ACTION ITEM: From the first line to the last, retype the records exactly without their images.

RECORDS START

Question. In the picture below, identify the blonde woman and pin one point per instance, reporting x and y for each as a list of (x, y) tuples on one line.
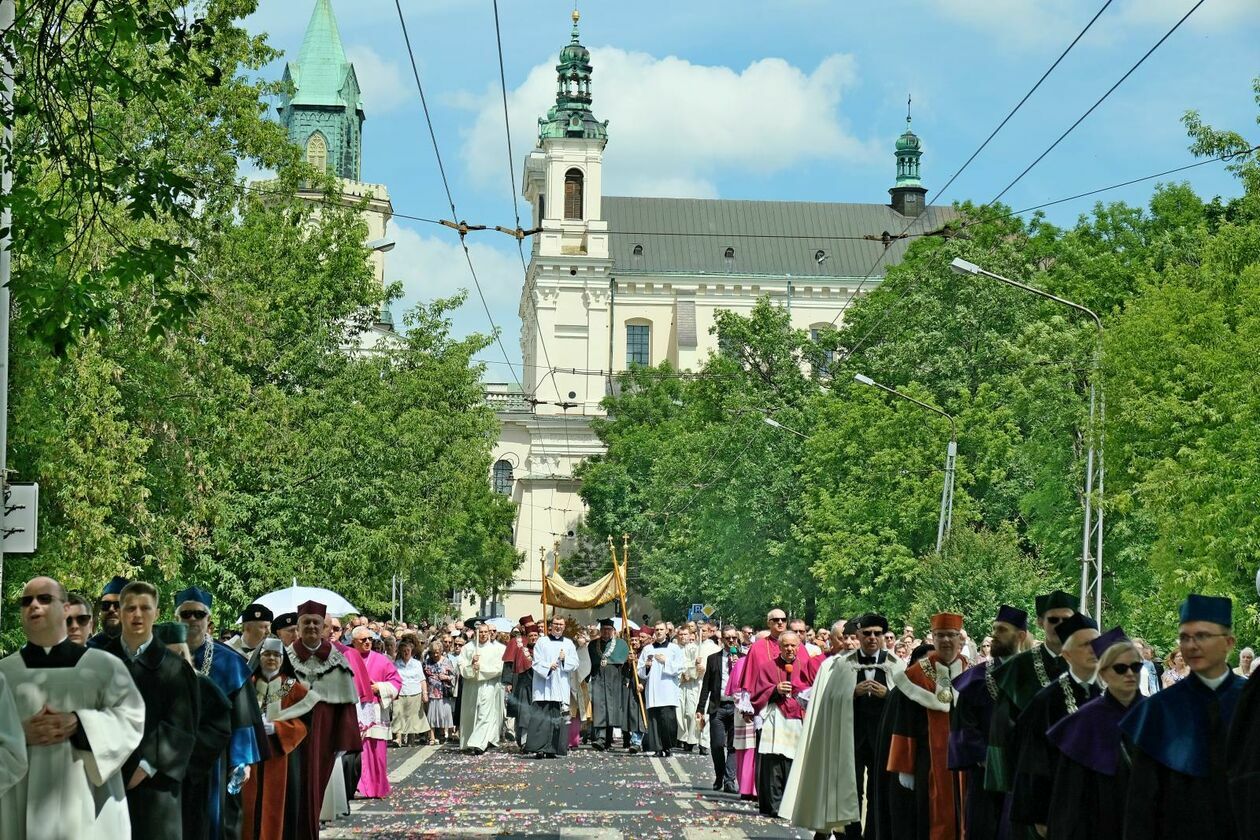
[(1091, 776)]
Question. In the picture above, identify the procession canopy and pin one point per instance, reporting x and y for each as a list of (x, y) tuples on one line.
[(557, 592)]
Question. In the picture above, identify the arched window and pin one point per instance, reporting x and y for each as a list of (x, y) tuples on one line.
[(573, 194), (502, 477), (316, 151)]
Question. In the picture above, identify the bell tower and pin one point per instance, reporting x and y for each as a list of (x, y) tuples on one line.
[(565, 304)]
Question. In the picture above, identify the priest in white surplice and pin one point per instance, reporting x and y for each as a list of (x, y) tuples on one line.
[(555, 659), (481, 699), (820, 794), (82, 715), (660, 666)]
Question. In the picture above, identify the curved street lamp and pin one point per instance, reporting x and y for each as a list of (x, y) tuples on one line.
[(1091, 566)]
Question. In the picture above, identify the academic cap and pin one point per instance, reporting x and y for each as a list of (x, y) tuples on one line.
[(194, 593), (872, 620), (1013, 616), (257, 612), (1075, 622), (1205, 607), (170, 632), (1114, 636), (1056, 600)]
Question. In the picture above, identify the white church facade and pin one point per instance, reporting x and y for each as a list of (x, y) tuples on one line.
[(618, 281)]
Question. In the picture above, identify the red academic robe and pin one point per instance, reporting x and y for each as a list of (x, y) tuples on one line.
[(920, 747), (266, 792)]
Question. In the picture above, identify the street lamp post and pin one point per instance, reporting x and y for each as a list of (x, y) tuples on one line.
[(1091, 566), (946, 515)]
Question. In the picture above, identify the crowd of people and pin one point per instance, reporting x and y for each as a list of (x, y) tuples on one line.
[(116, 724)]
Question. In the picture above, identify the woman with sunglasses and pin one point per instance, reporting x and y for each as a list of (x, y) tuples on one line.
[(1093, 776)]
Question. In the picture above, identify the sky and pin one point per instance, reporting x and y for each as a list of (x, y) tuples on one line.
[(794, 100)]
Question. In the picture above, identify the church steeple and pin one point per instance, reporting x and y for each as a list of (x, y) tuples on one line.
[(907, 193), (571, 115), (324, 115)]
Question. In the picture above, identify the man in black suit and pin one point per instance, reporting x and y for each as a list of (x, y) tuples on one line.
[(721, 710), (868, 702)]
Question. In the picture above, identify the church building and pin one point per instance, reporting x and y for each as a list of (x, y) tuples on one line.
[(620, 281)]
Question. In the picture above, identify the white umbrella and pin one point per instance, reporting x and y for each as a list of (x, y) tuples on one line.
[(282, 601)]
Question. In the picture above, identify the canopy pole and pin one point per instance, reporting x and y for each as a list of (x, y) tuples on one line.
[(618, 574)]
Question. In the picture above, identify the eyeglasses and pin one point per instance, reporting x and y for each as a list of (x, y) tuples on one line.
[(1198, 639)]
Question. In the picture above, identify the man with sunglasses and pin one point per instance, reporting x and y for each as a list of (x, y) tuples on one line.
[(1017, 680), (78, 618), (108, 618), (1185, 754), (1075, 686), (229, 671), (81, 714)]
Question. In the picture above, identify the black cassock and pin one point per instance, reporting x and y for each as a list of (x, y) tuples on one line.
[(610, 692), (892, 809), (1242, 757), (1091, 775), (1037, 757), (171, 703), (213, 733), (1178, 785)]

RECORDS END

WRITTEN RESPONSE:
Question. In the picture below, identify the blonde woman and pin one point per instance, reporting x and y for each as a list of (x, y) tuples on one line.
[(1091, 776)]
Question. In the picture above, identify the procession canopy and pin one point per instance, reporting x and y for each as a list of (x, y) tuples on one line.
[(557, 592)]
Question. In the picture above, identify the arched window and pin one point per instance, reporting x and y for each as a list of (x, y) tuples on one line.
[(573, 194), (502, 477), (316, 151)]
Question. In the picture above, identify the bell tower and pin one point per instance, reporting x and y for each as a list of (x, y) tuples on one line.
[(565, 304)]
Question. In the picture above, identify the priest in white surplice and pin one point per instance, reporting x and y for each as a list of (x, y) tuples on one line.
[(555, 659), (481, 699), (820, 794), (82, 715), (660, 666)]
Question. In the picture above, identify the curved street lamp and pin one point per instance, reporting x and y for each as a list of (x, y) tuples on one line.
[(1091, 566)]
Question. In the picture above, identify the academic cap and pin one point per instance, reporting x and y for each as a list of (x, y) tuples on one line.
[(194, 593), (872, 620), (1013, 616), (257, 612), (1075, 622), (1205, 607), (170, 632), (1114, 636), (1056, 600)]
Question. In the picture above, identify the white church facade and pin one point per instance, reporting x and y for each as a list of (x, y) tuples on one line.
[(618, 281)]
Question. In the picture above, identify the red academic robe and pin one point per instance, reporting x and y for each as a list of (x, y) tuples on one line.
[(920, 747), (266, 792)]
Question. In the picture above, identify the street lamp post and pin one point per instance, reporting x and y for each as a list of (x, y) tuples on one line.
[(1091, 566), (946, 515)]
Question. In the picture above, identify the crowd of people and pin one point per instance, reporting x and y for each as a list of (x, y) tuples on one line.
[(116, 724)]
Question. In the picture above, identify the woman with sunglasses and pin one point per instance, reporting x and y for each as a list of (x, y) tuples on one line.
[(1093, 776)]
Question. In the picture above, identify the sky and pin one point per instance, reporting x and y for each as a list of (x, y) tuples on one line.
[(794, 100)]
Question. In the picture above, identify the church steeple and pin one point per instance, reporting x and y for each as a list of (x, y) tuples on one line.
[(907, 193), (571, 115), (324, 115)]
Question. In the picture above, identify the man in black suit and pin one point per instance, reporting x and y for each as a list of (x, y) tuples on one line.
[(721, 710), (868, 702)]
Question. In the picture above, identify the church building and pin one point per instance, reporting x and y for each as a list of (x, y) tuples on one line.
[(620, 281)]
Question. In the picture above, identify the white umbrella and pin one point per instance, reporting x and y for each as a list of (x, y) tuples on one line.
[(282, 601)]
Question. In the picture above, identify the canopy pole and pin one point per instance, reporting x and y for each as a list of (x, y) tuples on one line.
[(618, 574)]
Question. In the picture above, identify the eyeglasses and pin one point per instance, reporting x and y for each as a list of (x, y) tuples on one line.
[(1198, 639)]
Question. In the picture above, identify the man with sunglasses and pin one point per instance, reporting x and y for each as a list of (x, y) tuples on one line.
[(1017, 680), (78, 618), (108, 618), (1185, 754), (1075, 686), (229, 671), (81, 714)]
Question. In the picture above, identify the black cassock and pin one point per instance, reporting x and y for each as a list of (x, y) tuples on one line.
[(610, 692), (892, 809), (1242, 757), (1091, 775), (1037, 757), (171, 703), (213, 733), (1178, 785)]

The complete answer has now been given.